(Dataset entries)
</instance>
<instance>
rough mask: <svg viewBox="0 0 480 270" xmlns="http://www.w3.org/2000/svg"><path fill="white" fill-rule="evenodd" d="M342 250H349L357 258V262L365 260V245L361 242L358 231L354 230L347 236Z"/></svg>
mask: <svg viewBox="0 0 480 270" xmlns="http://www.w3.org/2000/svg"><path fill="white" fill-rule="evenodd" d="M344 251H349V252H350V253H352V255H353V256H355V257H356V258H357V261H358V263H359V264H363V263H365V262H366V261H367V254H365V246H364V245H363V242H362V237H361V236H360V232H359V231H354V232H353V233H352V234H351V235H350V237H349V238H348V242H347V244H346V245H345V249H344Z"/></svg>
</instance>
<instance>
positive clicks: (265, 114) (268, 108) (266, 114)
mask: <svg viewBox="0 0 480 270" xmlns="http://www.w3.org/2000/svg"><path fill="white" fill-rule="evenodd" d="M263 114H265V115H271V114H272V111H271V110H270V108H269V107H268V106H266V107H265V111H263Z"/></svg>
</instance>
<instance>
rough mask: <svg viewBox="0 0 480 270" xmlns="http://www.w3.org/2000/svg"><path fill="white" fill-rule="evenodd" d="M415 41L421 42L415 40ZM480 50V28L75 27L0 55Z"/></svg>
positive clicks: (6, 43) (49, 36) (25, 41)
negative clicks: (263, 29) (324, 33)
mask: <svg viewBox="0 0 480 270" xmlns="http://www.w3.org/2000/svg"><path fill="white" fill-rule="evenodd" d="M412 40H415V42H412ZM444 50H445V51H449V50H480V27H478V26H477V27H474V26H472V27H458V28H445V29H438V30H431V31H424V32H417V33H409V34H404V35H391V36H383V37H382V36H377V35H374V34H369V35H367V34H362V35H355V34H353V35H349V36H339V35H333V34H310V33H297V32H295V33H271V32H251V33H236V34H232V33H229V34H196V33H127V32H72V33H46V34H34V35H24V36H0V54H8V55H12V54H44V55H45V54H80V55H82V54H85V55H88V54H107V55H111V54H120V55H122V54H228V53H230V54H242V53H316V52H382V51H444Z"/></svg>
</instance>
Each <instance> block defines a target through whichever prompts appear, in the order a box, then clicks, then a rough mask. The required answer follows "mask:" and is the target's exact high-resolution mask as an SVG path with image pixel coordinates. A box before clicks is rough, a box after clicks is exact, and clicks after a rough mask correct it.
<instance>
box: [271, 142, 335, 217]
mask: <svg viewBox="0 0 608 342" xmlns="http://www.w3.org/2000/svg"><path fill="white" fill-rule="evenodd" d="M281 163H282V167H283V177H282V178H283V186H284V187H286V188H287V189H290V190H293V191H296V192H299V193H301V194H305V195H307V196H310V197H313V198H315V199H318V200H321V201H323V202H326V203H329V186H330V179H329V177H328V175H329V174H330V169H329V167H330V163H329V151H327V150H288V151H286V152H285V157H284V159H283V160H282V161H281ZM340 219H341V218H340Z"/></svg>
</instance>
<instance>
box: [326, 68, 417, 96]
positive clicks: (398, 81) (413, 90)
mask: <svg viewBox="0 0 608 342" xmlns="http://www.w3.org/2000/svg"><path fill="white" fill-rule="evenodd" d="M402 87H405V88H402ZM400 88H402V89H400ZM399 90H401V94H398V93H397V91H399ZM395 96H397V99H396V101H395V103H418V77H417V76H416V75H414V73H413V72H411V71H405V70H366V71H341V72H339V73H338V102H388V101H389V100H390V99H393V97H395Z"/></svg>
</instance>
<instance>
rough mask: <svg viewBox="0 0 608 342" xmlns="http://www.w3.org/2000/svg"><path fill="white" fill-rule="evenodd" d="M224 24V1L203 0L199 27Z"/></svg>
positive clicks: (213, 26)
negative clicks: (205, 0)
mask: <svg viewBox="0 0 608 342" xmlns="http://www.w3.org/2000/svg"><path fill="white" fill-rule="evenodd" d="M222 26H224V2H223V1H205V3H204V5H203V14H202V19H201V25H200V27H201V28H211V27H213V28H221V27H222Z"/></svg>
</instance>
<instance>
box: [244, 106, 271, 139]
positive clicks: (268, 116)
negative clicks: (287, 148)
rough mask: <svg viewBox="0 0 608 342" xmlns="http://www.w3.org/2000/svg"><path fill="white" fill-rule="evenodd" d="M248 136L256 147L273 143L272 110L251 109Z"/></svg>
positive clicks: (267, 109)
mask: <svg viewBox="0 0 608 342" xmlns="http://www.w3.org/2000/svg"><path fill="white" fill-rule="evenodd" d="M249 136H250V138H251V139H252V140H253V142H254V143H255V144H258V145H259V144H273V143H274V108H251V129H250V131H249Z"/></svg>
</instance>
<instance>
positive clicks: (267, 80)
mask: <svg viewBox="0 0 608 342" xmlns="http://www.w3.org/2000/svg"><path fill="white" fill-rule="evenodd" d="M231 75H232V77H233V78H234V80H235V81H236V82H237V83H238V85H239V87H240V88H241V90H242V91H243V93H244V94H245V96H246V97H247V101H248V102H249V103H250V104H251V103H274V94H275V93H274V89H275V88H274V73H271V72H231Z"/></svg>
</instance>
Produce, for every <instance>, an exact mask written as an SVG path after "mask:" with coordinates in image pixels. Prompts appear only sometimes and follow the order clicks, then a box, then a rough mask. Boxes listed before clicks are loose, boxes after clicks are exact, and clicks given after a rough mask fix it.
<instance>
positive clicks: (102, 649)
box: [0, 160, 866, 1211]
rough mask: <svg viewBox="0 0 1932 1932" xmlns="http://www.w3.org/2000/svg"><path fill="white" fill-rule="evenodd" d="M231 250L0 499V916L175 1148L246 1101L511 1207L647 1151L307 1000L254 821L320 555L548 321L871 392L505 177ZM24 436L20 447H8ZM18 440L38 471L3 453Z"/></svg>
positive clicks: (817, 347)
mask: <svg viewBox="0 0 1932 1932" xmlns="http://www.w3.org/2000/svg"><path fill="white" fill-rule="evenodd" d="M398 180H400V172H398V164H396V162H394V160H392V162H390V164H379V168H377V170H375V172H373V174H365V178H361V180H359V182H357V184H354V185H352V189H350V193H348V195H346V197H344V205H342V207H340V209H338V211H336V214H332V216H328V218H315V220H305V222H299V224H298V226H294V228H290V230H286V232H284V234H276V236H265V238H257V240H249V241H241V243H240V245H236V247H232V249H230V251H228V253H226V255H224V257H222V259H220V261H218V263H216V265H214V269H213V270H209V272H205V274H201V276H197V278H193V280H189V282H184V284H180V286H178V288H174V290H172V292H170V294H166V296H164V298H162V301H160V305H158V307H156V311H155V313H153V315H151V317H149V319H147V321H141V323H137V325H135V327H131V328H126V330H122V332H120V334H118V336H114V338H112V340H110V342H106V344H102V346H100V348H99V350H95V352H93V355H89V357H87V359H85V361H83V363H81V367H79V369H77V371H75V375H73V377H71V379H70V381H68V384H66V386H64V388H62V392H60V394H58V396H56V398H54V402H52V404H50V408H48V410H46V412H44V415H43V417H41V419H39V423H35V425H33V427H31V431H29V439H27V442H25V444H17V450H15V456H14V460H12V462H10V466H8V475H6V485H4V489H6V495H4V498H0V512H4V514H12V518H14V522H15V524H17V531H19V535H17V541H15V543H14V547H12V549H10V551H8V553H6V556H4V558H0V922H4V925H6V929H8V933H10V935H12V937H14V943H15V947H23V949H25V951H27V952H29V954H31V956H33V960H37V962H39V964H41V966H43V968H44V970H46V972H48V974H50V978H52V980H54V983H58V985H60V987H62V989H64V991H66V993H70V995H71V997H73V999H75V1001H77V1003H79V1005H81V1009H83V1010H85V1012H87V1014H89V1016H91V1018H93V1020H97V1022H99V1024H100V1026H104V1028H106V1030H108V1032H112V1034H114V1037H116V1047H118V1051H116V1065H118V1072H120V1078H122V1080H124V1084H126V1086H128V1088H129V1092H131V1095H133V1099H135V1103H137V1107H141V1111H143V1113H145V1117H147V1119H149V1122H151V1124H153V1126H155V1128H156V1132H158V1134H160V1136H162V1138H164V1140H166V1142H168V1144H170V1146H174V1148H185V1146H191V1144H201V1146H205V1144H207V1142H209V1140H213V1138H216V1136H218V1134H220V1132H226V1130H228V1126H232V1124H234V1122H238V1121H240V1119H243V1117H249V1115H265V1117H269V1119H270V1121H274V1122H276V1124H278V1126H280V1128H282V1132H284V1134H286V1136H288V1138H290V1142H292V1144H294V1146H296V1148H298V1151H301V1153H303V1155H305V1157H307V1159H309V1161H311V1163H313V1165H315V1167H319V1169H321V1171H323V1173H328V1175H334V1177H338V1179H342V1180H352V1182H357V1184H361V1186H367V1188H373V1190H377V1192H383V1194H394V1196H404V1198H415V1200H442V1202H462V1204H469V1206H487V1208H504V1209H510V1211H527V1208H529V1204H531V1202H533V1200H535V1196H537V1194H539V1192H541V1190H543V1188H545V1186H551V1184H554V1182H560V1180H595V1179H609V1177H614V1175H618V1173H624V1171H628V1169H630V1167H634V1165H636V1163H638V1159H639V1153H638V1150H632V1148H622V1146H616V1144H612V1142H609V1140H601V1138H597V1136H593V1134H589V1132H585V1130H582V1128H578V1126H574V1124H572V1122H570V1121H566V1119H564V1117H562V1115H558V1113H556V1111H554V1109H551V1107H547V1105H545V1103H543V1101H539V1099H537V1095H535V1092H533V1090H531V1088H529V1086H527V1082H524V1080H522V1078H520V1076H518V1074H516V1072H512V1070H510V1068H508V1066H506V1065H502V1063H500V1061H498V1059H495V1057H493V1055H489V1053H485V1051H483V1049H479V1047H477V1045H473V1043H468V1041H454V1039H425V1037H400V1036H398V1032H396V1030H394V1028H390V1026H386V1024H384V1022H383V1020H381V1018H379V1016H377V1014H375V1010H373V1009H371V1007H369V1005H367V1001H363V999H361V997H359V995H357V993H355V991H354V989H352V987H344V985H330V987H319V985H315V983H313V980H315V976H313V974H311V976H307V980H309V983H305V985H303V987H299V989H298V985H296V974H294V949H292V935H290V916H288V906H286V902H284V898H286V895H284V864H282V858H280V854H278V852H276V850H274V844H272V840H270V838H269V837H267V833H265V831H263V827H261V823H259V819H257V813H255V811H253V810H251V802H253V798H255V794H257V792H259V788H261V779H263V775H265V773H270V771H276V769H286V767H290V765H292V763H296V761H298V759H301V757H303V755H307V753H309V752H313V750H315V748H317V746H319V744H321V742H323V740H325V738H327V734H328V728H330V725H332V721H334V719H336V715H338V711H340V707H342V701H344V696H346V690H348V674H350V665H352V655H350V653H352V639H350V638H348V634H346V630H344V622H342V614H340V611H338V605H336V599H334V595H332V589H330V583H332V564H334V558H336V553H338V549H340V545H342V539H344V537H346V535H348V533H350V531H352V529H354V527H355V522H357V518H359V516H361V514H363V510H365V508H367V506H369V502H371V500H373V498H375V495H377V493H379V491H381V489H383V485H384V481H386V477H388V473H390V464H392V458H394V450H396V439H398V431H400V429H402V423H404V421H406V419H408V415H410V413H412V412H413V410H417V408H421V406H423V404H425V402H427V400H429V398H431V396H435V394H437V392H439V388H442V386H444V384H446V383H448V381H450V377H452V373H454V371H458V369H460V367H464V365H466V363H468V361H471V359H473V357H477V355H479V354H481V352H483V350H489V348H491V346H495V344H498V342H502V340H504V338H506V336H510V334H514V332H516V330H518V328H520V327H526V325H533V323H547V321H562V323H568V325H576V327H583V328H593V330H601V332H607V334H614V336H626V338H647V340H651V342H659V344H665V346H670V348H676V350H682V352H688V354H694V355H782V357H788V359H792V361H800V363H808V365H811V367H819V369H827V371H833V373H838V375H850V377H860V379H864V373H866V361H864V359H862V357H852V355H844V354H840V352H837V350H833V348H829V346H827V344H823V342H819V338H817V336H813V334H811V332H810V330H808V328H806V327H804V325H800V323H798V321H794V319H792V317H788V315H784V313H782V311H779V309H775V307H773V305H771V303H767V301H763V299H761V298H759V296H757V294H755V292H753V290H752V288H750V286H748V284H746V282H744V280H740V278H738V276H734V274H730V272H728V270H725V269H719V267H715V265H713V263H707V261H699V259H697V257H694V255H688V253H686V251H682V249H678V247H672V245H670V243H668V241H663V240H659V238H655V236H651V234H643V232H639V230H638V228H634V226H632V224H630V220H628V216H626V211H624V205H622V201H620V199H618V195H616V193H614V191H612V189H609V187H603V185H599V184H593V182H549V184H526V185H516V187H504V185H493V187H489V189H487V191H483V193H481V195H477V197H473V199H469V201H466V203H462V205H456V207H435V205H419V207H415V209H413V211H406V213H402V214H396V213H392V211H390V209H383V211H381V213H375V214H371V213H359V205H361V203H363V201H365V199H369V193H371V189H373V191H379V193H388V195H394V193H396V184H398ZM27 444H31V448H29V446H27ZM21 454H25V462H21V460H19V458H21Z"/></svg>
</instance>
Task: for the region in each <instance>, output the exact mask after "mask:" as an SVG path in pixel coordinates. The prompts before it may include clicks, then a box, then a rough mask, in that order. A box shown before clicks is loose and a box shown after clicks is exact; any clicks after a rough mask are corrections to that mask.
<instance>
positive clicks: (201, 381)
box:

**EXERCISE AIM**.
Your reply is to repeat, unchanged, the lines above running from the one with "negative clicks: (205, 0)" up to and including the one with "negative clicks: (287, 148)".

**ANSWER**.
negative clicks: (205, 0)
mask: <svg viewBox="0 0 608 342" xmlns="http://www.w3.org/2000/svg"><path fill="white" fill-rule="evenodd" d="M222 26H224V2H223V1H205V3H204V5H203V14H202V19H201V25H200V27H201V28H211V27H213V28H221V27H222Z"/></svg>
</instance>
<instance>
box: [244, 106, 271, 139]
positive clicks: (268, 116)
negative clicks: (287, 148)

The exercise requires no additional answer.